__TASK DIRECTIONS__.
Go to the line that contains "Where can you find the pine" and extract it along with every line after it, exactly, through the end of the data below.

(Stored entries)
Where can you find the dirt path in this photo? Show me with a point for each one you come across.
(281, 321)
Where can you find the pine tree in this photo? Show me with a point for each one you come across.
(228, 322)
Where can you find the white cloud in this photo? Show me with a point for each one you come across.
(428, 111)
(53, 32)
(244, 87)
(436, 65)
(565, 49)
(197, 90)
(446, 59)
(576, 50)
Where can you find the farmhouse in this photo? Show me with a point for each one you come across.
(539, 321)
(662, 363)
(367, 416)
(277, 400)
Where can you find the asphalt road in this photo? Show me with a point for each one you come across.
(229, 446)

__EXERCISE RESPONSE__.
Where can you find the pine tree in this photo? Show me with a point for each one you come across.
(228, 322)
Where can you find the white cloud in this photo? Show me with a point for each one you come across.
(428, 111)
(53, 32)
(244, 87)
(436, 65)
(565, 49)
(197, 90)
(446, 59)
(576, 50)
Where can you find the farmhouse in this photo? Show me with a point for each one you come across.
(539, 321)
(662, 363)
(367, 416)
(277, 400)
Where can you find the asphalt road in this photo? Show me with a point for each one you come across.
(229, 446)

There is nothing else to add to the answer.